> [ASSIGNMENT]: Every line of the material below needs to be written out exactly, please.

> [INPUT MATERIAL]:
= = = =
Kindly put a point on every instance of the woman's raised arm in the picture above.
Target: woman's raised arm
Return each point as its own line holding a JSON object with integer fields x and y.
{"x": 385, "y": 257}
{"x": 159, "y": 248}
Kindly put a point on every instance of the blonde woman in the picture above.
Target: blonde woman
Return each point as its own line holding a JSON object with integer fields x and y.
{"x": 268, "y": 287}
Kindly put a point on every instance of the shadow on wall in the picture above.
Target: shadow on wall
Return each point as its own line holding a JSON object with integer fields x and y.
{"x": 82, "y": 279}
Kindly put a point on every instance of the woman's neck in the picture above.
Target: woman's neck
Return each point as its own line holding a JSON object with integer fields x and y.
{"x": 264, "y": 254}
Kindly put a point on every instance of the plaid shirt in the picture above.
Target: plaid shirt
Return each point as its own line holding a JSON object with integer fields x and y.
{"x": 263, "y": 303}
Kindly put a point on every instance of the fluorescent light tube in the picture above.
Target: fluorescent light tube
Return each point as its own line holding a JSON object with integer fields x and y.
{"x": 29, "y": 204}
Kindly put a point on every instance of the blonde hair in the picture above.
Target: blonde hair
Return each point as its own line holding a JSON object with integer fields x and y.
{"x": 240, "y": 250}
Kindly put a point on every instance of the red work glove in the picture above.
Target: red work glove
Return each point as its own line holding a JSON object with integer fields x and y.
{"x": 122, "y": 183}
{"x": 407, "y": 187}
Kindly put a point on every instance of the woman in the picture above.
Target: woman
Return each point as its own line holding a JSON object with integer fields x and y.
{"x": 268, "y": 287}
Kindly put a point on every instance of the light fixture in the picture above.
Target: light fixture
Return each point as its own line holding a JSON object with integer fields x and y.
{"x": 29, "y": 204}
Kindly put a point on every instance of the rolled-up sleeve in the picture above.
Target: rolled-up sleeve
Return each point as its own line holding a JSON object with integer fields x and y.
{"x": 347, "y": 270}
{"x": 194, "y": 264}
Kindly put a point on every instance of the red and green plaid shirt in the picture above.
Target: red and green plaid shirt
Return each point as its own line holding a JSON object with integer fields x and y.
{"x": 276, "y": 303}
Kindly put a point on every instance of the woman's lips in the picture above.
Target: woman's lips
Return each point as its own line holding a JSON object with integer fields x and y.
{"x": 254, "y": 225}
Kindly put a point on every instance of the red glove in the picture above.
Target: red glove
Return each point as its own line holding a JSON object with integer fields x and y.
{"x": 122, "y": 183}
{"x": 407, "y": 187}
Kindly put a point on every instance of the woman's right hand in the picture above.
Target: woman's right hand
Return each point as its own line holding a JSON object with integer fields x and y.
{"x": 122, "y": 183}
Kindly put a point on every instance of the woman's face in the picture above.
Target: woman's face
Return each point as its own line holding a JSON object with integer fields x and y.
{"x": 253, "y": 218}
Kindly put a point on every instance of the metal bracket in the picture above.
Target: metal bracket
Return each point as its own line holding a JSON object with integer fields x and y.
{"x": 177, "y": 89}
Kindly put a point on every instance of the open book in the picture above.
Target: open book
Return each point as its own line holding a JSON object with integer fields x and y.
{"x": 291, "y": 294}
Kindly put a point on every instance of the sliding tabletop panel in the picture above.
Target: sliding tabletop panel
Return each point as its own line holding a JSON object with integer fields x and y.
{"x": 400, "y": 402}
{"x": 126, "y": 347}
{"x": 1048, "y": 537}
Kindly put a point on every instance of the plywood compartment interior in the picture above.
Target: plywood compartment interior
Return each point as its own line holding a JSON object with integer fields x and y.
= = = =
> [ANSWER TO THIS EXERCISE]:
Kindly put a point on every instance of the woman's raised arm in the picture above.
Target: woman's raised arm
Return each point as its own line holding a JSON object with integer fields x and y.
{"x": 385, "y": 257}
{"x": 159, "y": 248}
Kindly put a point on every instance of the blonde woman in the picture above.
Target: blonde woman
Return each point as its own line holding a JSON object with integer fields x and y.
{"x": 268, "y": 287}
Kindly put a point on every instance of the shadow on wall in the picture above.
Target: shadow on wall
Return each point as its own line holding a JSON object with integer fields x and y.
{"x": 82, "y": 279}
Kindly put a point on every instance of the woman's neck in the picture above.
Target: woman's neck
Return each point as its own line holding a JSON object with integer fields x and y.
{"x": 264, "y": 254}
Kindly put a point on every instance of the plaid shirt in the picture above.
Target: plaid shirt
Return each point as its own line holding a JSON object with integer fields x and y.
{"x": 263, "y": 303}
Kindly put a point on every instance of the fluorescent light tube in the picture above.
Target: fluorescent light tube
Return each point as its own line holding a JSON object with integer fields x and y.
{"x": 29, "y": 204}
Kindly put a point on every instance of the blonde hair in the picture above.
Target: blonde hair
Return each point as its own line holding a JSON object with integer fields x and y.
{"x": 240, "y": 250}
Kindly put a point on every instance of the red work glove in the picture above.
Target: red work glove
Return each point as its own line holding a JSON object with integer fields x and y.
{"x": 122, "y": 183}
{"x": 407, "y": 187}
Kindly put a point on every instance of the woman in the picture above.
Target: woman
Return each point as its own line holding a JSON object with integer fields x and y.
{"x": 268, "y": 287}
Kindly put a point on every instance of the light fixture in the picture above.
Target: light fixture
Return each point as its own line holding a JSON object with integer fields x and y.
{"x": 29, "y": 204}
Kindly put a point on every instance of the rolled-up sleeve in the picture above.
Target: rolled-up sleeve
Return each point as its own line holding a JSON object with integer fields x and y.
{"x": 347, "y": 270}
{"x": 194, "y": 264}
Kindly put a point on every instance of the red and green plaid shirt in the picture above.
Target: red and green plaid shirt
Return each point as its own line holding a JSON object with integer fields x and y.
{"x": 276, "y": 303}
Kindly put a point on every instance of the woman's lips in the picture above.
Target: woman's lips
Return each point as its own line holding a JSON object with integer fields x and y.
{"x": 254, "y": 225}
Kindly put a point on every instance of the red glove in the picture above.
Target: red glove
Return each point as its own line holding a JSON object with integer fields x and y.
{"x": 122, "y": 183}
{"x": 407, "y": 187}
Kindly put a point on every instance of the woman's right hand in the picture above.
Target: woman's right hand
Return each point as its own line holding a JSON object with integer fields x and y.
{"x": 122, "y": 183}
Kindly put a point on every instance of the woman's face in the picture above.
Target: woman's face
Return each point as its own line holding a JSON object with integer fields x and y.
{"x": 253, "y": 218}
Kindly put a point on every instance of the metal bracket in the picture above.
Target: metal bracket
Return each point as its own line holding a JSON object with integer fields x and y.
{"x": 177, "y": 89}
Kindly put a point on every instance of the open book in the picture above.
Target: open book
Return each point as its own line holding a JSON object with integer fields x and y.
{"x": 291, "y": 294}
Kindly put a point on every instance of the sliding tabletop panel in the picture above.
Target: sliding tabletop panel
Return each point as its own line holding a JSON object with integer fields x and y.
{"x": 400, "y": 402}
{"x": 126, "y": 347}
{"x": 1048, "y": 537}
Kindly put a point on every instance of the plywood compartment interior in the picture above.
Target: plywood compartment interior
Return each point as its own line holding a JSON object with integer fields x and y.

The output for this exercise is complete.